EXERCISE REQUIREMENTS ▸
Copy the entries below, swapping "one point per instance" for "a single point for each instance" wherever it appears and leaving everything else untouched.

Labeled point records
______________________________
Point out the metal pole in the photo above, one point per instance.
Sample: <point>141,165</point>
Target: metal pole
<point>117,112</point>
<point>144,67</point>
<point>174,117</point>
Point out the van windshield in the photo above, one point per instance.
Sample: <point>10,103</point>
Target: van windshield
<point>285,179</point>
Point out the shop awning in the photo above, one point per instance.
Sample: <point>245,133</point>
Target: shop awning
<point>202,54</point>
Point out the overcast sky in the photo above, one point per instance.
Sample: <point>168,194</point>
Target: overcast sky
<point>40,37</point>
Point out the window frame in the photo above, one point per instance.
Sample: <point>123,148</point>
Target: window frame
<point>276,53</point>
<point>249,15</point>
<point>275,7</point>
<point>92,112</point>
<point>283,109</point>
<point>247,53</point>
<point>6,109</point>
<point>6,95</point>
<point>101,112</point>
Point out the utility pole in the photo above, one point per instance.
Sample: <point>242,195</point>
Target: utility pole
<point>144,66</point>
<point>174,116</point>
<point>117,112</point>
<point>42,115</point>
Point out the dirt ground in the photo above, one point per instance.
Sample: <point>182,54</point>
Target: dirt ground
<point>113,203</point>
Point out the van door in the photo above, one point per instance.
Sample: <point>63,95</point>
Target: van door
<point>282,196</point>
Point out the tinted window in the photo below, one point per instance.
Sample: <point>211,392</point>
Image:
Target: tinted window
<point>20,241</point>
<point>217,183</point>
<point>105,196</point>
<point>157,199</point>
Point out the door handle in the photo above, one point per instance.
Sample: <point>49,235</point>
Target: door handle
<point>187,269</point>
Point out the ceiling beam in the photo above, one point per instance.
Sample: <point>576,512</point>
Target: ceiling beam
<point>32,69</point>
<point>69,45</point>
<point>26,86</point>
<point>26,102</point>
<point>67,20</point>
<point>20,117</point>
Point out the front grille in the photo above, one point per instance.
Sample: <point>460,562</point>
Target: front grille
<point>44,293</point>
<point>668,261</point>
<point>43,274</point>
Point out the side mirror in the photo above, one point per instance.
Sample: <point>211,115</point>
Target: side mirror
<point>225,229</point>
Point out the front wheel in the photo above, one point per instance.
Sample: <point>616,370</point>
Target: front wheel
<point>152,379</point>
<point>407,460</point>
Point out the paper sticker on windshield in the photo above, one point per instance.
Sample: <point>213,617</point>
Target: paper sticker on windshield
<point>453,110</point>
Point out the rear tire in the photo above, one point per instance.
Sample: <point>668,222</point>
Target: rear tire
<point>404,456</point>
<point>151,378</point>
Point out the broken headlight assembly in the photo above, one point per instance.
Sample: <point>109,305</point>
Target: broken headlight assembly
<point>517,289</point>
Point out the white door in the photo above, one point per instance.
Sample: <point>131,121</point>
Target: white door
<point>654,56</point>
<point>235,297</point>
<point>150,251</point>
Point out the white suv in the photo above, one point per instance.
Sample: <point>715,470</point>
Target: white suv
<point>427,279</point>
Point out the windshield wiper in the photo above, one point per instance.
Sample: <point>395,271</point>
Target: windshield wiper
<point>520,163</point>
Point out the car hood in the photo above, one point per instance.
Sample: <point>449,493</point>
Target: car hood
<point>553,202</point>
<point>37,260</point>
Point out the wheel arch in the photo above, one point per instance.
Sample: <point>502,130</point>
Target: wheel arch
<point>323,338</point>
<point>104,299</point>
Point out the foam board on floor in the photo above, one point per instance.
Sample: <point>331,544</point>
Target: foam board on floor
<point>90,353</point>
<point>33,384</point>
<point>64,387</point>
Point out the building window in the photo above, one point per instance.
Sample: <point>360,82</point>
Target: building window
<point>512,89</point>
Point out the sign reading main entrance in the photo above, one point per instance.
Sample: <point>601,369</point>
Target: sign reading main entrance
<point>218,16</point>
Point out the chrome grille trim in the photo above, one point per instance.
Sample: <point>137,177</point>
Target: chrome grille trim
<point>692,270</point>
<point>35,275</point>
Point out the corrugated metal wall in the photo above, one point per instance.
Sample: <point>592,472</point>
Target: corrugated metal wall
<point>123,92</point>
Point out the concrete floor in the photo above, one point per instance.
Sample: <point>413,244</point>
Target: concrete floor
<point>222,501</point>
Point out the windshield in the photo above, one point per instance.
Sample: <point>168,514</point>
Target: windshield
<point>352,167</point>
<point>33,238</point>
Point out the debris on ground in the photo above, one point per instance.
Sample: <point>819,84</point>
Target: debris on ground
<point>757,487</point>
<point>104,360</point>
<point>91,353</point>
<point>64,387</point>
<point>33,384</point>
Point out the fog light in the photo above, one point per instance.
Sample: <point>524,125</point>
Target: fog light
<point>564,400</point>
______________________________
TASK ANSWER ▸
Point out the metal pole in the photo above, a single point for each instance.
Sample: <point>141,165</point>
Target: metal pole
<point>117,112</point>
<point>144,67</point>
<point>174,117</point>
Point out the van windshield in the photo above, a single point for each instance.
Sample: <point>10,103</point>
Target: van windshield
<point>285,179</point>
Point out the shop awning in the photo above, a single point for each instance.
Sample: <point>245,133</point>
Target: shop awning
<point>202,54</point>
Point out the overcast sky in the photo above, a single point for each instance.
Sample: <point>168,194</point>
Target: overcast sky
<point>40,37</point>
Point out the window frame in the photo above, a single point for each instance.
Sample: <point>123,148</point>
Target: window frame
<point>276,53</point>
<point>249,15</point>
<point>275,7</point>
<point>92,112</point>
<point>283,109</point>
<point>247,53</point>
<point>6,109</point>
<point>6,95</point>
<point>101,112</point>
Point out the utility pole in the photo above, a single point for each instance.
Sample: <point>242,195</point>
Target: utility pole
<point>144,66</point>
<point>174,116</point>
<point>117,112</point>
<point>42,115</point>
Point out the dirt ground in the photo above, a single point for each instance.
Sample: <point>182,54</point>
Target: dirt ground
<point>113,203</point>
Point out the van door in the photo above, a single point for each instance.
Sample: <point>63,95</point>
Target: van door
<point>282,196</point>
Point out the tinted window in the photo below, a single point for each instance.
Sample: <point>211,392</point>
Image:
Target: tinted window
<point>20,241</point>
<point>217,183</point>
<point>105,196</point>
<point>157,199</point>
Point out the door handle in the photo above, a single point for each instance.
Sample: <point>49,235</point>
Target: door handle
<point>187,269</point>
Point out the ceiling beam in the photo above, a single point for each instance.
Sample: <point>576,512</point>
Target: ceiling beam
<point>32,69</point>
<point>69,45</point>
<point>26,86</point>
<point>26,102</point>
<point>67,20</point>
<point>20,117</point>
Point out the front grille in the photo above, a single point for each instance.
Sample: <point>460,562</point>
Target: front grille
<point>44,293</point>
<point>668,261</point>
<point>43,274</point>
Point out the side mirror in the photo above, a single point for each instance.
Sample: <point>211,115</point>
Target: side mirror
<point>225,229</point>
Point out the front wheel in the photo above, a single point for each instance.
Sample: <point>616,370</point>
Target: front wheel
<point>152,379</point>
<point>407,460</point>
Point out the paper sticker on windshield in the photo above, a single point for each instance.
Sample: <point>213,617</point>
Target: paper sticker on windshield
<point>453,110</point>
Point out the rear tire in the photo above, a single point for each instance.
Sample: <point>668,222</point>
Target: rear tire
<point>404,456</point>
<point>151,378</point>
Point out the broken headlight assembly in the photo above, a single point for each instance.
Sample: <point>109,305</point>
Target: broken headlight assembly
<point>517,289</point>
Point out the white door in the photo above, a single point for each instance.
Sample: <point>131,121</point>
Target: white door
<point>654,56</point>
<point>235,297</point>
<point>150,251</point>
Point out the white suv in the photo above, a single point for each instance.
Sample: <point>715,470</point>
Target: white suv
<point>427,279</point>
Point out the windshield wiper in the photo above, a single point for each instance.
Sample: <point>395,271</point>
Target: windshield wiper
<point>520,163</point>
Point out the car hood in the photo above, a single point for each instance.
Sample: <point>449,493</point>
Target: car hood
<point>553,202</point>
<point>37,260</point>
Point out the wheel arch in the photo above, a single point for each instance.
Sample: <point>502,130</point>
Target: wheel arch
<point>323,338</point>
<point>104,299</point>
Point out the foam board on floor in the photo above, a single point for each instance.
Sample: <point>331,544</point>
Target: foam board on floor
<point>90,353</point>
<point>33,384</point>
<point>64,387</point>
Point out the building window in the photo above, a single point for each instance.
Sample: <point>360,82</point>
Target: building window
<point>512,89</point>
Point out the sign reading main entrance in the photo above, a single point for each instance.
Sample: <point>601,369</point>
Target: sign reading main entrance
<point>218,16</point>
Point out the chrome grille trim in the photo above, a single point for each instance.
Sample: <point>137,177</point>
Target: chrome grille trim
<point>692,270</point>
<point>35,275</point>
Point out the corrugated metal wall in the photo above, a single point for each instance.
Sample: <point>592,472</point>
Target: corrugated metal wall
<point>123,92</point>
Point out the concrete floor in the photo above, a single point for each instance.
Sample: <point>413,244</point>
Target: concrete floor
<point>222,501</point>
Point out the windshield in the photo above, a single point for each instance.
Sample: <point>168,514</point>
Target: windshield
<point>352,167</point>
<point>33,238</point>
Point out the debris on ground in the photo above, a single point for each instance.
Sample: <point>819,84</point>
Target: debris on ground
<point>757,487</point>
<point>104,360</point>
<point>91,353</point>
<point>64,387</point>
<point>33,384</point>
Point out the fog light in the photo above, a single point for each instance.
Sample: <point>524,125</point>
Target: fog light
<point>564,400</point>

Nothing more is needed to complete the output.